COMPLETE THE FOLLOWING:
A – In the commentary on Wall Street reform below, list every buyer the repackaged subprime borrowers were sold off to.
B – Reproduce the commentary on Wall Street reform below from "Many of us contend" up to and including "scheme described above.".

------ GIVEN PASSAGE

Matt Taibbi has written an autopsy report on the lack of real financial reform and how it happened. In Wall Street's Big Win, Taibbi first sums up what happened in the last decade:
The huge profits that Wall Street earned in the past decade were driven in large part by a single, far-reaching scheme, one in which bankers, home lenders and other players exploited loopholes in the system to magically transform subprime home borrowers into AAA investments, sell them off to unsuspecting pension funds and foreign trade unions and other suckers, then multiply their score by leveraging their phony-baloney deals over and over. It was pure financial alchemy – turning manure into gold, then spinning it Rumpelstiltskin-style into vast profits using complex, mostly unregulated new instruments that almost no one outside of a few experts in the field really understood. With the government borrowing mountains of Chinese and Saudi cash to fight two crazy wars, and the domestic manufacturing base mostly vanished overseas, this massive fraud for all intents and purposes was the American economy in the 2000s; we were a nation subsisting on an elaborate check-bouncing scheme.
Many of us contend the dot con bust, 9/11 fueled, offshore outsourcing 2001 recession never really recovered. It was masked by the glorified ponzi scheme described above.
Taibb's piece then goes through the never ending back door lobbyists stabs, naming names and shows how the Obama administration and Democrats gutted financial reform per the demands of their lobbyist masters. The GOP gutting financial reform is a foregone conclusion.

------------
------ RECORDS

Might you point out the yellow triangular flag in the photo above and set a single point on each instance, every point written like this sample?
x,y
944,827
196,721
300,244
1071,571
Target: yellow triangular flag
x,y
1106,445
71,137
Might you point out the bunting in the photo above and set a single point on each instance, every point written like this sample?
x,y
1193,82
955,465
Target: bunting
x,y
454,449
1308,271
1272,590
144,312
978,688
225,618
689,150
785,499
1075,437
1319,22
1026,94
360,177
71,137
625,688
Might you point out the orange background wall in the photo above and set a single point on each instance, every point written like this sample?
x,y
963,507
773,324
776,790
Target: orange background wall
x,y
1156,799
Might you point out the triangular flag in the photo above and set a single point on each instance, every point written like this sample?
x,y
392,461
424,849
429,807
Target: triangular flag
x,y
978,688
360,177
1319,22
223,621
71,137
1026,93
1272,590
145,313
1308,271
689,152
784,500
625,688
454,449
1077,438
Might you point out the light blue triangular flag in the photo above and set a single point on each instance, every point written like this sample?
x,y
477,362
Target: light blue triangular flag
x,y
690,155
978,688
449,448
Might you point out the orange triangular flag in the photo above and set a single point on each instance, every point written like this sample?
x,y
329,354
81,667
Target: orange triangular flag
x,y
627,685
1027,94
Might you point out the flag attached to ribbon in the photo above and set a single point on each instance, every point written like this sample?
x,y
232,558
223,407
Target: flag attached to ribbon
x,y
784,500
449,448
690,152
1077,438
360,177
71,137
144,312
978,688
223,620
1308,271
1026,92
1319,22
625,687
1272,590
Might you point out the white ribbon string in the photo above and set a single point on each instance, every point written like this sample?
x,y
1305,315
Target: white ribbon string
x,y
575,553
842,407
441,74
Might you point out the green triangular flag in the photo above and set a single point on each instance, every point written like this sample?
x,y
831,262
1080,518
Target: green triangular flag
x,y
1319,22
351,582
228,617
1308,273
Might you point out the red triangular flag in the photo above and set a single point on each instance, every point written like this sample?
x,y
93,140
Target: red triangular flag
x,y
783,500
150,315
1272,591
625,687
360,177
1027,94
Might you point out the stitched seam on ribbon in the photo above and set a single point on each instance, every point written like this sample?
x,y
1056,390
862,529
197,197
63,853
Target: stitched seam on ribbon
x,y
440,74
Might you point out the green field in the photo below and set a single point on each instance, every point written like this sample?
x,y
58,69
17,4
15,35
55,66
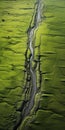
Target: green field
x,y
48,112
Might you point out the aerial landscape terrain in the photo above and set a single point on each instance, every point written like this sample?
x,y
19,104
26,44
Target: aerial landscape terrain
x,y
32,64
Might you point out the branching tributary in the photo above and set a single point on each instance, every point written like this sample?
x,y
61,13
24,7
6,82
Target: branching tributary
x,y
28,105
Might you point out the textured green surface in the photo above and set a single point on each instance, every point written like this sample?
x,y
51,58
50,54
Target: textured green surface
x,y
15,17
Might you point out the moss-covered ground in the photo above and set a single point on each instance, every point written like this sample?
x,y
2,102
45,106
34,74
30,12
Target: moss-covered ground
x,y
15,18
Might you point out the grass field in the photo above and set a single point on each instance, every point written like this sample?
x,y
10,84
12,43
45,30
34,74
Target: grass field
x,y
15,18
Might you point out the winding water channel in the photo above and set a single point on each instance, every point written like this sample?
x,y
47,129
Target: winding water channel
x,y
29,105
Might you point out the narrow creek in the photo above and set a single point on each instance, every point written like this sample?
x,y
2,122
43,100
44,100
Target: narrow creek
x,y
27,107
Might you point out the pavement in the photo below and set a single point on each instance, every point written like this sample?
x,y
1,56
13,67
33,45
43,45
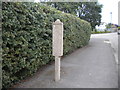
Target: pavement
x,y
93,66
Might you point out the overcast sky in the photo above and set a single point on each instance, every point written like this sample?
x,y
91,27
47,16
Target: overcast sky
x,y
109,6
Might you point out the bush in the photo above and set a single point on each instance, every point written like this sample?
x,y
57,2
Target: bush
x,y
27,38
99,32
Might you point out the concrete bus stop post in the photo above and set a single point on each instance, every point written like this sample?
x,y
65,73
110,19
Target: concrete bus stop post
x,y
57,46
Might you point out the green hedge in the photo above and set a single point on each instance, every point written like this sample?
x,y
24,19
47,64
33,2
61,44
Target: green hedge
x,y
27,38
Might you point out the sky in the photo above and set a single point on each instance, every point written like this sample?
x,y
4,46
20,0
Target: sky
x,y
108,7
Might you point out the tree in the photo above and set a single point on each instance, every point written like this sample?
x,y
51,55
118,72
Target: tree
x,y
89,11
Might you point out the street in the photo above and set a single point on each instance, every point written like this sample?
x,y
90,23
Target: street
x,y
93,66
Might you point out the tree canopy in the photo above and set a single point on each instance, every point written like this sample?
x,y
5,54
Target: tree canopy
x,y
89,11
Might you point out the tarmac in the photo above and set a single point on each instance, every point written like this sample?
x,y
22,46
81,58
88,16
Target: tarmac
x,y
93,66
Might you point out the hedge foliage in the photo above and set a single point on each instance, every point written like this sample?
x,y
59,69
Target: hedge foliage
x,y
27,37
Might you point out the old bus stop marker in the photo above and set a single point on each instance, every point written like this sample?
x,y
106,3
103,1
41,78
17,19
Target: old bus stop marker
x,y
57,46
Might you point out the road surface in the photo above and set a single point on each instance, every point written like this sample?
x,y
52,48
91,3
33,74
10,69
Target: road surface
x,y
93,66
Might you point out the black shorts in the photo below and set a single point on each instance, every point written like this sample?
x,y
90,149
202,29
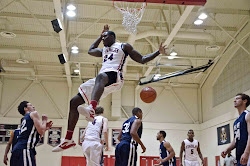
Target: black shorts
x,y
112,77
125,154
23,157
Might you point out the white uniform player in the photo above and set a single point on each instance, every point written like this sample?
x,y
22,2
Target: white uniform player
x,y
114,59
191,153
91,146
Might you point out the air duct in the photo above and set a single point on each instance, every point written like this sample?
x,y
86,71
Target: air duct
x,y
21,60
162,33
7,33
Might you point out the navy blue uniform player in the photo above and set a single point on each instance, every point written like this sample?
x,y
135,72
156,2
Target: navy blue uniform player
x,y
23,153
129,137
166,151
241,139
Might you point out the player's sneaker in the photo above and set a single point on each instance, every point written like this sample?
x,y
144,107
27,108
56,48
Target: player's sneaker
x,y
88,112
65,144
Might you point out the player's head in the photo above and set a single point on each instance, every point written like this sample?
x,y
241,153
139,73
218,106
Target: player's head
x,y
25,107
241,100
99,110
161,134
108,38
20,123
138,112
190,134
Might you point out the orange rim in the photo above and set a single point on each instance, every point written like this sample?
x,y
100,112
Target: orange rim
x,y
125,9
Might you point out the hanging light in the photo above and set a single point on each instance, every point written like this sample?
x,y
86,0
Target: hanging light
x,y
198,22
74,47
71,13
171,57
172,53
75,51
76,71
71,7
202,16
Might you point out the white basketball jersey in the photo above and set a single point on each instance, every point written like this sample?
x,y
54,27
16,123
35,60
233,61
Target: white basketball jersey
x,y
191,153
113,58
94,130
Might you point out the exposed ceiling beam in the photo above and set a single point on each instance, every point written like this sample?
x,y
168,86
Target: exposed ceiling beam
x,y
123,37
115,22
62,34
172,34
156,6
33,48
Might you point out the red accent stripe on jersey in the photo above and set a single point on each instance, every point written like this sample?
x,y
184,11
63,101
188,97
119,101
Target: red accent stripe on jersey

------------

ANSWERS PROVIDED:
A – unsuspecting pension funds, foreign trade unions, other suckers

B –
Many of us contend the dot con bust, 9/11 fueled, offshore outsourcing 2001 recession never really recovered. It was masked by the glorified ponzi scheme described above.